WRITTEN INSTRUCTION A
Copy everything in the exhibition announcement from "The Rockbund Art Museum announces the" down to "life and art.", word for word.

The Rockbund Art Museum announces German artist Tobias Rehberger's solo show opening on March 23

TEXT:Sue Wang    DATE: 2019.1.27

The Rockbund Art Museum announces the first institutional solo exhibition in China by the renowned German artist Tobias Rehberger. “If you don’t use your eyes to see, you will use them to cry” will be on display from 23 March to 26 May, 2019. Rehberger’s multifaceted work has been instrumental to expanding the possibilities of sculpture, spanning a diverse range of fields that include design, architecture, and conceptual art. The exhibition looks to showcase newly commissioned works and site-specific installations created especially for the Rockbund Art Museum. Through an array of visually confounding objects and environments, Rehberger continues to pioneer a range of production techniques and forms of social intervention that explore how we interact with space and perceive the connection between everyday life and art.

Born in 1966, Esslingen, Germany, the Frankfurt-based Rehberger was a student of Martin Kippenberger and Thomas Bayrle, and is noted for later contributions that place him among a generation of artists in the 90s whose cross-disciplinary approaches redefined ideas of shared authorship and controlled chance as a catalyst for making art. Larys Frogier, Director of the Rockbund, anticipates Rehberger’s exhibition as follows: “During the exhibition, the artist will transform the building of our institution into a space that looks to appeal to passersby or those who rarely venture into the museum. Through the transition of moving from the outside into the exhibition, the audience will be immersed into a dazzling alternative world that subverts the boundaries of these different realities. By intervening onto our museum structure, Rehberger re-routes the logic of our social norms, therefore opening up new entry points to imagine how art can fuse together with our life.”

The exhibition’s title, “If you don’t use your eyes to see, you will use them to cry,” is a truism that expresses the connection between how we choose to see the world and the importance of this decision in defining the quality of our experience and engagement with it. Adept at incorporating public environments and everyday objects into his work, Rehberger brings a butcher shop, flower arrangements, a teahouse, a bar, and public signage to occupy the different floors of the Museum. Many of these works play with notions of collective memory and cultural displacement, highlighting the way ideas circulate and transform in new contexts.

INFORMATION SUPPLIED
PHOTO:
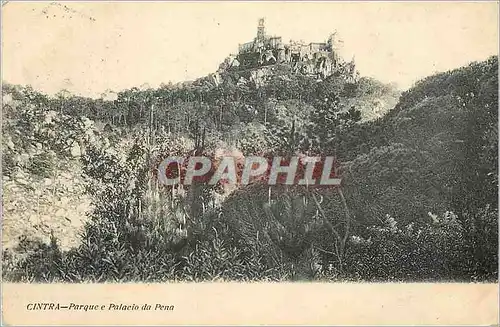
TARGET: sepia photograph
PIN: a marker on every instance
(248, 142)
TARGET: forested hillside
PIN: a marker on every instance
(418, 199)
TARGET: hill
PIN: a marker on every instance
(419, 180)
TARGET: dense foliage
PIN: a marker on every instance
(418, 200)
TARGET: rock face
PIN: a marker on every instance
(34, 208)
(320, 59)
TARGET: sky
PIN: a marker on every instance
(90, 47)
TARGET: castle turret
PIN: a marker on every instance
(261, 30)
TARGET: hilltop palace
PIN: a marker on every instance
(315, 59)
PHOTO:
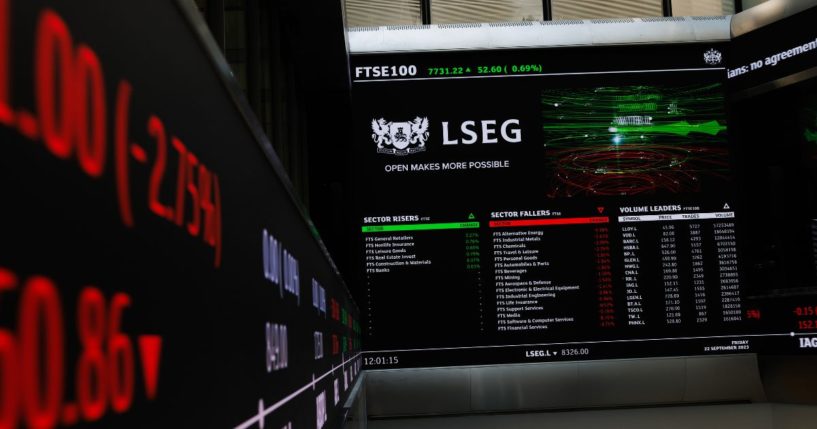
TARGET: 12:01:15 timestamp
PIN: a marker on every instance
(381, 360)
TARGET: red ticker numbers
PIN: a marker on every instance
(32, 360)
(71, 121)
(806, 317)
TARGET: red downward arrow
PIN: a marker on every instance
(150, 349)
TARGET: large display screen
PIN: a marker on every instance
(552, 204)
(773, 100)
(155, 270)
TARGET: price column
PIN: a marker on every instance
(473, 267)
(604, 277)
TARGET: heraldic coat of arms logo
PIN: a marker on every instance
(400, 138)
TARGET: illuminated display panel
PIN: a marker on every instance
(552, 204)
(773, 94)
(154, 268)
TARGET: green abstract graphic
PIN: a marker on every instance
(628, 140)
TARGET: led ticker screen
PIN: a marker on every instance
(546, 205)
(154, 269)
(773, 98)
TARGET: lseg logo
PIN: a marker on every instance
(406, 138)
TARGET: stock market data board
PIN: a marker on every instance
(549, 204)
(155, 268)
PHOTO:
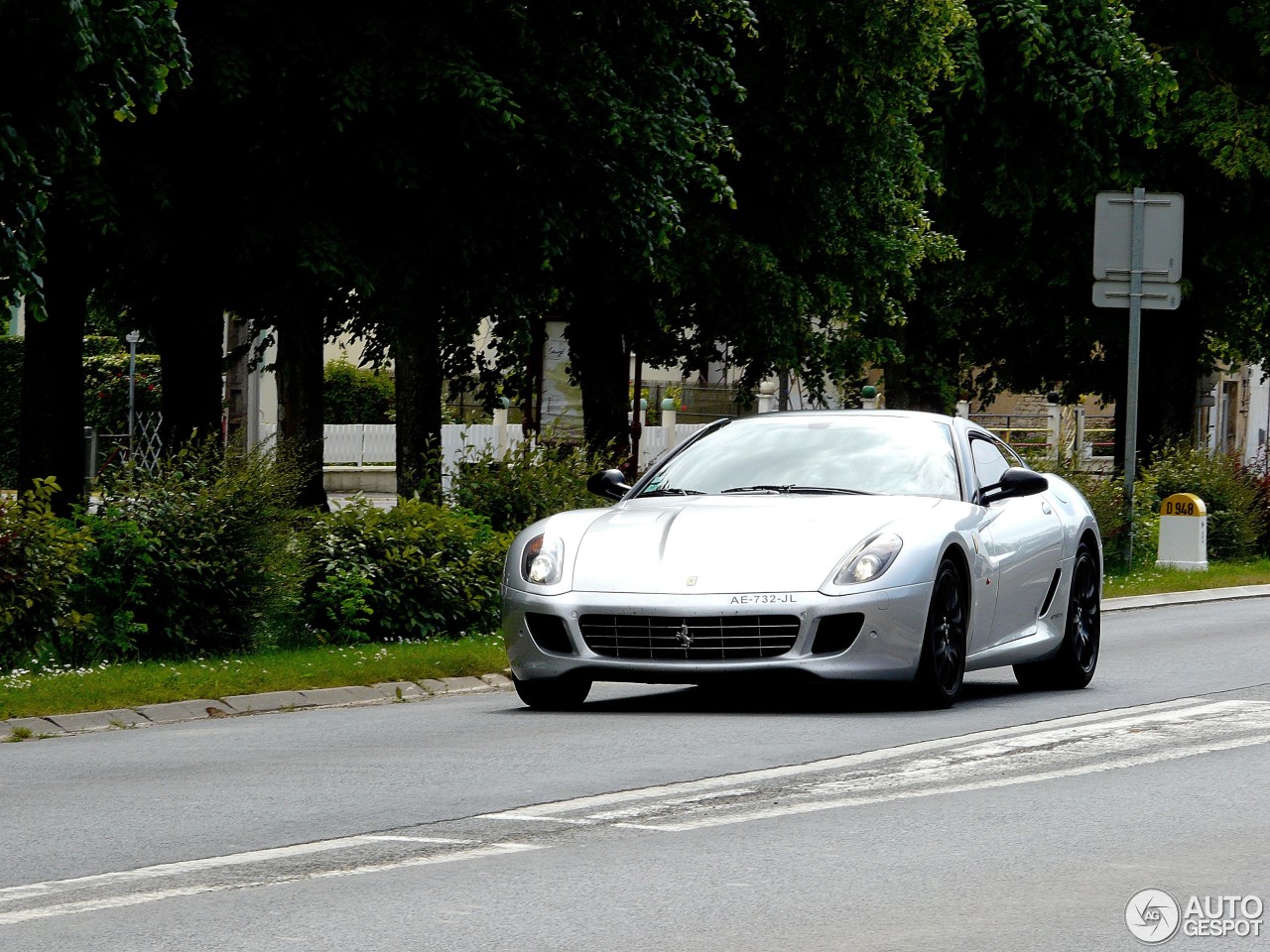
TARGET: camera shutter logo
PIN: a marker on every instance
(1152, 916)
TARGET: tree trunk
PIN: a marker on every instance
(417, 358)
(601, 362)
(300, 398)
(51, 434)
(190, 336)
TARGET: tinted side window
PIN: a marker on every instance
(989, 461)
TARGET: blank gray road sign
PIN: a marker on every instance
(1161, 239)
(1156, 296)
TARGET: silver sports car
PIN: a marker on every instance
(857, 544)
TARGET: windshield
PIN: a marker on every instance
(810, 452)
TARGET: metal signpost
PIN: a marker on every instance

WRITTEN INSTRUCTION B
Turn the rows into a numbered list, from the first row down to the line containing "(1152, 916)", skipping blank lines. Leave the pictures out.

REPLY A
The Rockbund Art Museum announces the first institutional solo exhibition in China by the renowned German artist Tobias Rehberger. “If you don’t use your eyes to see, you will use them to cry” will be on display from 23 March to 26 May, 2019. Rehberger’s multifaceted work has been instrumental to expanding the possibilities of sculpture, spanning a diverse range of fields that include design, architecture, and conceptual art. The exhibition looks to showcase newly commissioned works and site-specific installations created especially for the Rockbund Art Museum. Through an array of visually confounding objects and environments, Rehberger continues to pioneer a range of production techniques and forms of social intervention that explore how we interact with space and perceive the connection between everyday life and art.

REPLY B
1. PHOTO:
2. TARGET: sepia photograph
3. PIN: a marker on every instance
4. (248, 142)
5. TARGET: forested hillside
6. PIN: a marker on every instance
7. (418, 199)
8. TARGET: hill
9. PIN: a marker on every instance
10. (419, 180)
11. TARGET: dense foliage
12. PIN: a marker on every instance
13. (418, 200)
14. TARGET: rock face
15. PIN: a marker on every instance
16. (34, 208)
17. (320, 59)
18. TARGET: sky
19. PIN: a marker on every instance
20. (90, 47)
21. TARGET: castle turret
22. PIN: a marker on every instance
23. (261, 30)
24. TARGET: hilltop palace
25. PIN: a marker on every instance
26. (315, 59)
27. PHOTO:
28. TARGET: 12:01:15 timestamp
29. PIN: a marker on every instance
30. (381, 360)
31. TARGET: red ticker numbers
32. PIN: a marker on every instance
33. (32, 360)
34. (71, 121)
35. (806, 317)
36. TARGET: red downward arrow
37. PIN: a marker on every instance
38. (150, 349)
39. TARGET: large display screen
40. PIN: a marker on every instance
41. (552, 204)
42. (773, 100)
43. (155, 270)
44. TARGET: price column
45. PIN: a marker on every instance
46. (473, 267)
47. (604, 277)
48. TARGET: heraldic coat of arms logo
49. PIN: a marker on every instance
50. (400, 138)
51. TARGET: illuminated display panel
52. PIN: a marker on every instance
53. (552, 204)
54. (773, 94)
55. (154, 268)
56. TARGET: green abstract graphic
57. PIN: a marker on every instance
58. (628, 140)
59. TARGET: led ticker screen
60. PIN: a marker on every instance
61. (546, 205)
62. (154, 269)
63. (773, 98)
64. TARGET: lseg logo
65. PIN: a marker on every instance
66. (406, 138)
67. TARGET: stock market data board
68. PIN: a marker on every instance
69. (549, 204)
70. (155, 268)
71. PHOTO:
72. TARGET: camera shutter logo
73. PIN: a marker on every instance
74. (1152, 916)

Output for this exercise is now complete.